Task description:
Would you return every entry, exactly as it is written?

Point localization data:
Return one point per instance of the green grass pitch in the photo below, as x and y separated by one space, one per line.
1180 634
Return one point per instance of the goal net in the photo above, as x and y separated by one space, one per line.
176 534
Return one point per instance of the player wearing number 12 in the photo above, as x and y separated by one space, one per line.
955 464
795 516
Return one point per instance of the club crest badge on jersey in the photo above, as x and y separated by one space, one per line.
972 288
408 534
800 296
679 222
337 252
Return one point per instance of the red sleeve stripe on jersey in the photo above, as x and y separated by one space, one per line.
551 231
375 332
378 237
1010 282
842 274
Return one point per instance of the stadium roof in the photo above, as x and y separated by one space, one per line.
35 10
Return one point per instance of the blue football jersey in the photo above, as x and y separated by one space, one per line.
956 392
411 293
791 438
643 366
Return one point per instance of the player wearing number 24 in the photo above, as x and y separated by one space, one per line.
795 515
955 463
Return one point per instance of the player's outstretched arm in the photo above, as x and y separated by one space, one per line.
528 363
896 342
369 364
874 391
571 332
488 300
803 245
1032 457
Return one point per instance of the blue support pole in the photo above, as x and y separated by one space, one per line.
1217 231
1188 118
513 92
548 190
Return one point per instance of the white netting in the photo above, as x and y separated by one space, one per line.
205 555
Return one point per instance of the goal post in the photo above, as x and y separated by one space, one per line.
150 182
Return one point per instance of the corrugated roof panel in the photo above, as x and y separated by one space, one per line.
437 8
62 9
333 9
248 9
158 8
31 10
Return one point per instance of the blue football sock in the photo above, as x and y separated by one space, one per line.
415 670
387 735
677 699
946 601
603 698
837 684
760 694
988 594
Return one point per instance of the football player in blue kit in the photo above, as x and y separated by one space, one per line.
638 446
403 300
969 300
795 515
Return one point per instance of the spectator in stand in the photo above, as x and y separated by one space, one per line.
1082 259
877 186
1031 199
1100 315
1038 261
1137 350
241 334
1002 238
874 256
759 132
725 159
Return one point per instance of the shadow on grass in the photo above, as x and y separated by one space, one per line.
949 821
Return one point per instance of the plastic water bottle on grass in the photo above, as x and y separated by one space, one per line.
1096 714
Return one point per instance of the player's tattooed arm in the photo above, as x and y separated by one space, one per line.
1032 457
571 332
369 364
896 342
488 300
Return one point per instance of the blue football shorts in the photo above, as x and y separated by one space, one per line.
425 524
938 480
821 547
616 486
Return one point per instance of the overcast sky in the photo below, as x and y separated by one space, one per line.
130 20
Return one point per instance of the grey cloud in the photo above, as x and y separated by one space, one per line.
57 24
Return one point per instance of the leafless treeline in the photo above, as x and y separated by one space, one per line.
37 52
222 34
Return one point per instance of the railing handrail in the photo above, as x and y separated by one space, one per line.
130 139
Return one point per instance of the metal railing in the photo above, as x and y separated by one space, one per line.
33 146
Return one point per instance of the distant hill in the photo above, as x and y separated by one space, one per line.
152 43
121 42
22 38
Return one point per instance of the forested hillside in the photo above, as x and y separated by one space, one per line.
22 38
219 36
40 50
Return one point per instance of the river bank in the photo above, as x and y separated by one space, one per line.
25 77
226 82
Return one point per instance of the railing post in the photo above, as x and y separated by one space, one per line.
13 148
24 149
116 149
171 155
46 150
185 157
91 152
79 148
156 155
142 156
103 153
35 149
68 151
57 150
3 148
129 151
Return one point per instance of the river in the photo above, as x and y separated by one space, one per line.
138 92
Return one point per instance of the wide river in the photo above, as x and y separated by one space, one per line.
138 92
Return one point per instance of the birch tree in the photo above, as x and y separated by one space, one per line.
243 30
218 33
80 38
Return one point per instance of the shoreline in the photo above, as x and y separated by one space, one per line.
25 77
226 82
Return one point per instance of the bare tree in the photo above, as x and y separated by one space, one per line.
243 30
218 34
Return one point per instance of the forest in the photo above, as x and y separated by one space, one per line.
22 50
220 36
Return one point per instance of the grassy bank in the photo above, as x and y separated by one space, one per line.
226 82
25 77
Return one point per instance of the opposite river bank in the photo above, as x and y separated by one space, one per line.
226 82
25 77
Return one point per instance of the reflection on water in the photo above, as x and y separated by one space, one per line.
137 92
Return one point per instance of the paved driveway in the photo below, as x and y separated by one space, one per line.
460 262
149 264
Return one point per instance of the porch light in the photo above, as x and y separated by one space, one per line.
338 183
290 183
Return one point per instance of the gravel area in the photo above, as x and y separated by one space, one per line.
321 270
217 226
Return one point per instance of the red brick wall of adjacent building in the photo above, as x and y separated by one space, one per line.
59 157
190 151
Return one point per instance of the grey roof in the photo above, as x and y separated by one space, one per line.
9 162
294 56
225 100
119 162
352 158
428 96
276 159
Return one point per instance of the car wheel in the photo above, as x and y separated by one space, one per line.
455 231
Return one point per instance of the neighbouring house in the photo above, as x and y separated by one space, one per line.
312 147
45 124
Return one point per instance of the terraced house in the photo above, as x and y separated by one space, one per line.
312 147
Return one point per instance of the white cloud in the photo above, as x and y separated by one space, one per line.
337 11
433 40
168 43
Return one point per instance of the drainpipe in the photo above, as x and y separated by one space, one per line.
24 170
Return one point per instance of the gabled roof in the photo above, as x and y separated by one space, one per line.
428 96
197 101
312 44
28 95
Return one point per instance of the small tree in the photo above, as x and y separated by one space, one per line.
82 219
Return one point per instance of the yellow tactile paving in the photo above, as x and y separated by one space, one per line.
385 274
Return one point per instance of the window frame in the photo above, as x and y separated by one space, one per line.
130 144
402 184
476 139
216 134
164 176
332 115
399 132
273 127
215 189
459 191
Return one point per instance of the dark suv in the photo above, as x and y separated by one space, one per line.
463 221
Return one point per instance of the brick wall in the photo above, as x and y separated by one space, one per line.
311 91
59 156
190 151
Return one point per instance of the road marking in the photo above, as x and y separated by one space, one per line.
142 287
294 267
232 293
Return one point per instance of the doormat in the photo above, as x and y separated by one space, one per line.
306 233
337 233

Answer for this exercise:
Return one point per instance of the green grass pitch in the photo below, as x and y separated by one space, one per line.
1180 634
Return one point per instance of the goal net in the photo above, as x and y separated by one space, one per line.
176 534
Return one point per instance of the player wearing number 12 in the photo above, as x and y separated by one space, one per line.
955 464
795 516
Return one point per instance of the club crest badge on jersey in the photo above, as x and y separated by one space, one per line.
972 288
408 534
800 296
679 222
337 252
Return one point per instance of the red sleeve stripe on jersey in the photo above, as x and y separated by one space, one per line.
551 231
375 332
378 237
1010 282
842 274
Return one point per instance of the stadium roof in the photo above, as x and y separated by one space, one per line.
35 10
Return one point per instance of the blue football jersey in the photo above, as x and y separated by one space, one per line.
956 392
411 293
791 438
643 366
Return one point per instance of the player wearing number 24 in the photo above, as x and y separated by one space, one per line.
795 515
955 463
Return one point per instance of the player's outstretched arm in the photo above, as x and y separated by one space, one per line.
528 363
896 342
369 364
874 391
571 332
488 300
803 245
1032 457
Return one point per instance of the blue support pole in the photo above, as x and y separated by one space, one per line.
1217 231
1188 118
513 92
548 190
Return one point per instance of the white netting in the photo above, as x and y separated by one space, one per line.
205 555
Return one point per instance of the goal post in the photo above, as x and y separated by one space, one per line.
150 182
Return one point per instance of the corrugated roof panel in the photo above, as x and y separated by one space, one per line.
437 8
62 9
333 9
248 9
158 8
31 10
Return one point per instance of the blue football sock in the photo above, as x and y separated by one space, one per line.
415 670
387 735
677 699
946 601
603 698
837 684
760 694
988 594
Return one point per instance of the football player in blue kit in the photo above, as x and y separated by one space, one per line.
638 446
403 300
969 300
795 515
Return one point per instance of the spectator in stand in the photo above, as x and y separated by one space, one per line.
1082 259
877 186
1031 199
1100 315
1038 261
1137 350
241 334
1002 238
874 256
759 132
725 159
Return one point per instance of the shadow on grass in the photo above, as x and y separated by one space, one per line.
949 821
Return one point per instance of the plastic water bottle on grass in the photo above, as x and y separated by one space, one per line.
1096 714
Return one point per instance of the player's tattooed arm in the photo above, as x and y separated by one space, one per line.
1032 457
571 332
369 364
896 342
488 300
Return one point per instance of the blue football shorts in the photo above, as x and y separated by one space, one per line.
425 524
938 480
821 547
616 486
Return one point per instance of the overcast sky in the photo below, as x and y separated by one space, one per line.
130 20
Return one point per instance of the grey cloud in the photo above, as x and y separated by one space, one per line.
57 24
Return one point per instance of the leafless treeline in the photo above, as x and y separated by one space, one per line.
37 52
222 34
Return one point per instance of the railing handrail in the photo above, as x and y separated by one space, one per line.
130 139
Return one point per instance of the metal railing in the photo above, as x and y separated by one space, one per line.
33 146
Return one point per instance of the distant hill in the photo above, as x and y separated by one space, one per line.
152 43
121 42
22 38
Return one point per instance of the forested hillside in the photo above, as x and y separated by one space, one per line.
22 38
219 36
40 50
Return one point per instance of the river bank in the photo above, as x and y separated by one space, one per line.
25 77
226 82
Return one point per instance of the railing post in the photo above, as x and y separated by one space, one per line.
13 148
24 149
116 149
171 155
46 150
185 157
91 152
79 148
156 155
142 156
103 153
35 149
68 151
57 150
3 148
129 151
Return one point per instance of the river in the photo above, as x and y separated by one space, one per line.
138 92
Return one point per instance of the wide river in the photo above, as x and y separated by one space, one per line.
138 92
Return one point per instance of the birch tree in the photo above, as x and y separated by one space, one per line.
243 30
218 33
80 38
Return one point per instance of the shoreline in the photo above, as x and y separated by one space, one per line.
25 77
226 82
Return one point per instance of the bare tree in the photo above, as x and y separated by one space, one per line.
243 30
218 34
Return one point per instance of the forest in the photo above, as x and y separated by one space, one per line.
22 50
220 36
Return one point per instance of the grassy bank in the photo above, as x and y separated by one space, one per line.
226 82
25 77
Return one point per instance of the opposite river bank in the photo above, as x and y separated by one space, one per line.
226 82
25 77
Return one point per instance of the reflection on water in the photo above, as x and y separated by one space, one per line.
137 92
Return one point per instance of the paved driveway in the photo below, as x and y separated by one space, one per line.
460 262
149 264
Return one point per instance of the porch light in the photo above, as x and y separated by one space, one per line.
338 183
290 183
Return one point per instance of the gravel area in the photo above, as x and y separated by one space, one per line.
321 270
217 226
Return one point per instance of the red brick wall of adjacent building in the photo above, as x and y separated by one space, one per line.
59 157
190 151
Return one point per instance of the grey roof in the photo above, as x and y separated by one space, one per line.
9 162
294 56
225 100
119 162
352 158
428 96
276 159
Return one point per instance of the car wheel in the photo above, as x and y separated by one space, one per line.
455 231
Return one point per instance of the neighbouring house in the photo above, as x and y separated by one space, one per line.
312 147
45 124
Return one point per instance of the terraced house in the photo above, as x and y separated by one space, one per line.
312 147
Return one point per instance of the white cloud in the photo above, as x and y separated by one space, one per line.
337 11
433 40
168 43
Return one point per instance of the drainpipe in the photo above, as x and y separated by one space, one per line.
24 170
Return one point per instance of the gabled roof in the photo above, as x and y separated by one space, one per line.
428 96
197 101
312 44
28 95
Return one point per instance of the small tree in the photo above, as x and y separated by one space, one per line.
82 219
Return one point per instance of the yellow tactile paving in the photo above, as x and y separated by one space, one per line.
385 274
Return one point per instance of the window frame in the photo above, as x and y separated by one space, one per line.
130 144
402 184
476 139
216 134
164 176
332 115
399 132
273 127
215 189
459 191
Return one point per instance of the dark suv in the photo above, as x and y separated by one space, one per line.
463 221
Return one point per instance of the brick wall in the photo above, as x and y separated by one space, one per line.
311 91
59 156
190 151
Return one point per instance of the road marking in the photo above, as x and y separated by one space, one per line.
142 287
294 267
232 293
Return one point per instance of the doormat in the photo above, as x and y separated by one space, one per line.
306 233
337 233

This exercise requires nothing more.